[Begin Selected extract]

Happy Independence Day to our American readers! In honor of Independence Day in the United States, we asked some of our influential American history and politics VSI authors to ask each other some pointed questions related to significant matters in America. Their passionate responses inspired a four day series leading up to America’s 237th birthday today. Today Richard M. Valelly, author of American Politics: A Very Short Introduction wraps up the series with his answers. Previously L. Sandy Maisel, Donald A. Ritchie, and Charles O. Jones shared their views.

L. Sandy Maisel (American Political Parties and Elections VSI) asked: Should political leaders be judged by their ability to achieve compromise solutions to divisive issues or by their willingness to stand on principle, rather than to compromise? 

Richard M. Valelly: I agree with the implicit premise of your question, that a dilemma has emerged for presidential or congressional leadership — compromise is no longer celebrated, and instead is criticized and denounced by pundits or advocacy groups. On the other hand, there is an austerity caucus in American politics — and a great deal of alarmism about major public policies being broken when in fact they are not, a leading example being Social Security, which needs only marginal adjustments to survive. So calls for compromise can be stalking horses for sweeping and unnecessary changes to successful programs. Standing on principle may, counter-intuitively, promote caution and prudent action.

L. Sandy Maisel: At other times in our nation’s history when partisan rancor has dominated the policymaking process, what steps have leaders taken to move the national discussion forward?

Richard M. Valelly: A time-honored step is the commission model. Another is to go on a listening tour. But ultimately the best step is to listen carefully to what well-designed and reliable surveys tell us about what the public wants. Benjamin Page and Robert Shapiro made a strong case for the rational public some time ago — and we know from the work of Martin Gilens that much of the public is ignored. That needs to change. The majorities that show up in public polls are artifacts of surveys, yes, but they tell us a lot about the citizenry wants government to do. Nate Silver said it best: there is a signal in the noise. Let’s listen to these signals. I’m not calling for government-by-polling, but I do think that the ordinary citizen needs better representation for the simple reason that ordinary citizens are remarkably moderate.

Charles O. Jones (The American Presidency VSI) asked: Conventional wisdom has it the out-party does not have either a single leader, or even, nationally, a means to integrate policy proposals. Yet today the Republican Party is challenged to have an “agenda” akin to a national platform. Is this a change? Or merely a media illusion?

[End Selected extract]

_Given request_. Extend the Independence Day exchange among American politics authors by writing what comes after its last sentence.

[Begin Data rows]

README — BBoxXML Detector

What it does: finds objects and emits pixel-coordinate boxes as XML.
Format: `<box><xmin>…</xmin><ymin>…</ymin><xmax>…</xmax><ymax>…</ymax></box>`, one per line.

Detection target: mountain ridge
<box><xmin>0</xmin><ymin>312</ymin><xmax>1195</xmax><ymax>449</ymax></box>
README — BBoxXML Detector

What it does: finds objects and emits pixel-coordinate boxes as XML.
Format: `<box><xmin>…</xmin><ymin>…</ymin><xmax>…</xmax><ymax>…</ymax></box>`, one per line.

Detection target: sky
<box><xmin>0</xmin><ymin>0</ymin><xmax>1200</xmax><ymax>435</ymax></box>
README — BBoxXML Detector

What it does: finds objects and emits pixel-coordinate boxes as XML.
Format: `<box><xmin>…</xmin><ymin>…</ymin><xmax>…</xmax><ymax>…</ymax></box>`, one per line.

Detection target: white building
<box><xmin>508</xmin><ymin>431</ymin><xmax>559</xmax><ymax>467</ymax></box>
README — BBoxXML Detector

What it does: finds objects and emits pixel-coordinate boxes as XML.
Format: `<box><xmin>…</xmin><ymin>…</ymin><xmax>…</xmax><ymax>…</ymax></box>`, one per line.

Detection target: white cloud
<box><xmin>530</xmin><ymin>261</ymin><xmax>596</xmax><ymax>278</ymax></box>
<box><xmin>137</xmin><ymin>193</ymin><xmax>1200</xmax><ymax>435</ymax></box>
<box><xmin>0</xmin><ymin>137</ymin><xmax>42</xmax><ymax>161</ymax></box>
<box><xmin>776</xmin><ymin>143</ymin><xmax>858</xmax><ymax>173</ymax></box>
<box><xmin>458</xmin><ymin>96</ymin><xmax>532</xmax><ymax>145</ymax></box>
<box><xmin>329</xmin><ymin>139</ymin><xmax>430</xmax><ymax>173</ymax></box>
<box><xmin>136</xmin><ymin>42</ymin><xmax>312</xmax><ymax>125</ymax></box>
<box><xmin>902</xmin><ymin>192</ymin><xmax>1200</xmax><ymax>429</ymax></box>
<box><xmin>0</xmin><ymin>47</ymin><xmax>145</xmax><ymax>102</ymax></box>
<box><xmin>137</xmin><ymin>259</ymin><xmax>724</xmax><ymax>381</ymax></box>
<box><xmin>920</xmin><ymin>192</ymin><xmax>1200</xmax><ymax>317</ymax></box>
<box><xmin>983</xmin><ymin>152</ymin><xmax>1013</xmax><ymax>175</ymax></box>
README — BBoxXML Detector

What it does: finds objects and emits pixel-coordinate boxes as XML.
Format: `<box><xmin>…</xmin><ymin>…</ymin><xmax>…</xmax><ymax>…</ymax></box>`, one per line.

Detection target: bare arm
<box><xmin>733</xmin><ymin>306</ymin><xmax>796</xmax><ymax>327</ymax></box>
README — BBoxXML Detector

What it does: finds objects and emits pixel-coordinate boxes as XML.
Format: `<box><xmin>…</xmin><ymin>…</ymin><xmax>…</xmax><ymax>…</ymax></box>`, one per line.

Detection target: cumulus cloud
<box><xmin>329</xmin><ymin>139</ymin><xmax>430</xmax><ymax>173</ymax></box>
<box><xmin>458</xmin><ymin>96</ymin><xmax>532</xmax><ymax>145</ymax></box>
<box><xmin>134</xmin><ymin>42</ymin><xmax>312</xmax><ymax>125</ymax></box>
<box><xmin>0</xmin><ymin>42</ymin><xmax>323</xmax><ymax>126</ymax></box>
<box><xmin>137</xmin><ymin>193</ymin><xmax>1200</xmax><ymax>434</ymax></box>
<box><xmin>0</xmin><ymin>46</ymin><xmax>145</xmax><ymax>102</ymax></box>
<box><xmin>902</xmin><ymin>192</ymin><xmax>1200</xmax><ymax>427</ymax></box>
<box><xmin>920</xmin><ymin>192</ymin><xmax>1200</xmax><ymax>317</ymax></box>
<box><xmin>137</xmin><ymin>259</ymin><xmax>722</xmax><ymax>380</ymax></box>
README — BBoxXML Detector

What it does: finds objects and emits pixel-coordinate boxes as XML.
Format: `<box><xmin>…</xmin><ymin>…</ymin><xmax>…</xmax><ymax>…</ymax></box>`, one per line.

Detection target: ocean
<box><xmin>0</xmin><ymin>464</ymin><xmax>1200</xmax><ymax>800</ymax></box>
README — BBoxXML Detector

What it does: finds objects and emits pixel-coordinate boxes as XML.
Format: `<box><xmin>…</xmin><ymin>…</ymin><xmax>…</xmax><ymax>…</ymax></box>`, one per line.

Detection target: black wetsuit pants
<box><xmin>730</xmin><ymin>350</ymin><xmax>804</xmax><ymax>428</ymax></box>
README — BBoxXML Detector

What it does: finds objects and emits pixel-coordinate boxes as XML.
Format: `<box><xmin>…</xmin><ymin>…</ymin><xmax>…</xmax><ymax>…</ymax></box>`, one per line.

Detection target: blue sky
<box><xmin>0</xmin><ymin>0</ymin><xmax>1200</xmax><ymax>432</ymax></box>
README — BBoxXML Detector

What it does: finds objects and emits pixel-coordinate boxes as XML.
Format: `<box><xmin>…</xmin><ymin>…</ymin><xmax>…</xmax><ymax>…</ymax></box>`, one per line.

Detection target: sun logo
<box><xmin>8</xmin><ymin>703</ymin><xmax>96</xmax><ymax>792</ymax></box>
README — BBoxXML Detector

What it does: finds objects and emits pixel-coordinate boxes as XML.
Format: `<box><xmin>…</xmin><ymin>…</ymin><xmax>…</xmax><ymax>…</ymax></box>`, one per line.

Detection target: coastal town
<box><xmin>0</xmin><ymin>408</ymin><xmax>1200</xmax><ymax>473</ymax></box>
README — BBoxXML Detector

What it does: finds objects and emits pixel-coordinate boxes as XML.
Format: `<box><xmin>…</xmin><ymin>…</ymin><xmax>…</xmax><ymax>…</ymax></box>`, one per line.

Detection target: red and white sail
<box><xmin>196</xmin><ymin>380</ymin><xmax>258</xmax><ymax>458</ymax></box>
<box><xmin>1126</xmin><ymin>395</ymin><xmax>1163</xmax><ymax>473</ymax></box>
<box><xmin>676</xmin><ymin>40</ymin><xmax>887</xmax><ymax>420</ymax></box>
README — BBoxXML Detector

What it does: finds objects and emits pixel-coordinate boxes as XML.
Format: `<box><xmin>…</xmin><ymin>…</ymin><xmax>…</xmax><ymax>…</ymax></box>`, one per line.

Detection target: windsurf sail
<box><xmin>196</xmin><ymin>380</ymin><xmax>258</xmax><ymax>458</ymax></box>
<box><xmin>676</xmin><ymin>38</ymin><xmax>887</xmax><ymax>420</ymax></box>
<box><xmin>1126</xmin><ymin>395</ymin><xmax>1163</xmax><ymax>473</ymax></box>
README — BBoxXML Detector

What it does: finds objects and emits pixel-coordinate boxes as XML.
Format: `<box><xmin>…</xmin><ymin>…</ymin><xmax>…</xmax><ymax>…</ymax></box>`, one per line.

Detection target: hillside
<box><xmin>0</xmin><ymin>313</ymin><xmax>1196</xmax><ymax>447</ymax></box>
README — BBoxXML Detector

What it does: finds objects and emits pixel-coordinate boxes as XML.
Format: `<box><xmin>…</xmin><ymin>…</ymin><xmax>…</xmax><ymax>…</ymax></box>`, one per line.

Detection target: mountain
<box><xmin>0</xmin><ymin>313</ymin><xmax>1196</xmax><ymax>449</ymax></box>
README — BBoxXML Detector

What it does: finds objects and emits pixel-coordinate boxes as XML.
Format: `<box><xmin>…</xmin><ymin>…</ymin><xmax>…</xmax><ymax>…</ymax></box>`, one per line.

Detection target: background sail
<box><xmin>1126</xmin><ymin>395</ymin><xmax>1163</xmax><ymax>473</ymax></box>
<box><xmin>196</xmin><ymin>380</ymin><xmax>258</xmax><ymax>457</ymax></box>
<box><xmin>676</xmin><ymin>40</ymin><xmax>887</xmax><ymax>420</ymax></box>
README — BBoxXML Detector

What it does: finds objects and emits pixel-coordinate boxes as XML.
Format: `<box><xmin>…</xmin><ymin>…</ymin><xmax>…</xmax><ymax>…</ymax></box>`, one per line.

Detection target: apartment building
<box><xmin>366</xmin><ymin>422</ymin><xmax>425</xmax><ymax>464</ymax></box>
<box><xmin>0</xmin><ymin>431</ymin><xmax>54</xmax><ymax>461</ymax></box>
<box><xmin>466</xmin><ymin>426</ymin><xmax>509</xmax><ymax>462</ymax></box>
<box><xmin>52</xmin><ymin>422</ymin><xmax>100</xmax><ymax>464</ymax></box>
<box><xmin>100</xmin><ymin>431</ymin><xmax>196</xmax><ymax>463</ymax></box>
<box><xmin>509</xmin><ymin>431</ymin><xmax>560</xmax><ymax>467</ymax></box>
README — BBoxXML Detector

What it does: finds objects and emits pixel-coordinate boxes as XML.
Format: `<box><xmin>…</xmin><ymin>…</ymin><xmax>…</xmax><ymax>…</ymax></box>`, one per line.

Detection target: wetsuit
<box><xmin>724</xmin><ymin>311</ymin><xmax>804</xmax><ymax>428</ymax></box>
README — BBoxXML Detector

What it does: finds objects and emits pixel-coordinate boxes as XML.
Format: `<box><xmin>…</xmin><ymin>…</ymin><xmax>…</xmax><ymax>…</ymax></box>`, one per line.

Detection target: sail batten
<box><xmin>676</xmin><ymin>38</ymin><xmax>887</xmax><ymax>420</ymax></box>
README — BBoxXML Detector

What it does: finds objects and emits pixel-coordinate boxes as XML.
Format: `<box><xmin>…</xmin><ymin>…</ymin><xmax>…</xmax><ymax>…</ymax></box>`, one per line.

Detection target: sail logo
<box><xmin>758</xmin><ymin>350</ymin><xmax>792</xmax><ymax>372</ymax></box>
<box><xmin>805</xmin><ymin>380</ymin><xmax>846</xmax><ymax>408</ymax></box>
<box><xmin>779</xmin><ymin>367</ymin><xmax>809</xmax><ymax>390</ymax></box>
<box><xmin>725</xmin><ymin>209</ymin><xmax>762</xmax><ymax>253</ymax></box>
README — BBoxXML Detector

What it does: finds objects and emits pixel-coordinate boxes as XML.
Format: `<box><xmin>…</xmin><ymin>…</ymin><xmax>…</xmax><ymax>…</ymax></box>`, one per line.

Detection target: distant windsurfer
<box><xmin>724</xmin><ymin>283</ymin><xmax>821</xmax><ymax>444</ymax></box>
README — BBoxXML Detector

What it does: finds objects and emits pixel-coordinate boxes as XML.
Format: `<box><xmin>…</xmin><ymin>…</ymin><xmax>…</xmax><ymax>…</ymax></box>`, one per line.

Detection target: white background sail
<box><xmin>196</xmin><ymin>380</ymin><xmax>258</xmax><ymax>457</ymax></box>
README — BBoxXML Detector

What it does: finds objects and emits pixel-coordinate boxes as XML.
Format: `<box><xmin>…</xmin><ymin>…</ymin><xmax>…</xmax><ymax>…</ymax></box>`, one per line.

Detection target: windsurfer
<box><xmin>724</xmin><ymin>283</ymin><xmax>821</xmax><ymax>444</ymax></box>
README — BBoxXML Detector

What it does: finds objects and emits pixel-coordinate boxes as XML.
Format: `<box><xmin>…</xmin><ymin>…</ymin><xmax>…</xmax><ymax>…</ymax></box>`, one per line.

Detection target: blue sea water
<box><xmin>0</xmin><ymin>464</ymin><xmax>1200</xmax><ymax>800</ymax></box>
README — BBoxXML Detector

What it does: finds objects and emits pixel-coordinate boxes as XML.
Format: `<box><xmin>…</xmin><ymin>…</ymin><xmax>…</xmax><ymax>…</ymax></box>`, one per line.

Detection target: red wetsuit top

[End Data rows]

_Written answer_.
Richard M. Valelly: This is a change, and it goes back to the speakership of James Wright and the speakerships since then, including the Contract With America. The out-party has been programmatic for nearly 30 years now, as David Rohde first showed in his discussion of conditional party government.

Charles O. Jones: What has been the effect on the congressional committees of having outside “gangs” and/or public agenda campaigns by presidents? Immigration being the most recent case, Social Security for Bush 43 (but there are many such).

Richard M. Valelly: The “gangs” and other informal coalitions broker discussions that are now harder for formal party leaders than they once were. They seem to be a partial solution to the effects of polarization on the policy process.

Donald A. Ritchie (The US Congress VSI) asked: The US Congress has been called a “broken branch.” If that’s so, whose fault is it: the institution, the political parties, or the voters?

Richard M. Valelly: Polarization has changed Congress, so the short answer is that the parties are at fault. But Congress is very resilient, as such congressional developmental scholars as Sarah Binder, David Mayhew, and Eric Schickler, among others have shown. Sarah is probably the most concerned, and David the most sanguine within the community of political science congressionalists. There is some fascinating new work by Craig Volden and Alan Wiseman that shows that “gridlock” is not a one-size-fits-all phenomenon, but varies by issue domain. And as Scott Adler and John Wilkerson have shown, a lot of the congressional agenda is non-discretionary. Congress does lots of work all the time. If anything seems really broken, it is regular order in the budget process, but we’ve been there before (we spent the entire 19th century there in fact), and deficit politics, in an age of fiscal constraint, is going to make Congress look “broken” for quite a while. But I’m not sure that that means that the institution itself is anywhere near being permanently broken.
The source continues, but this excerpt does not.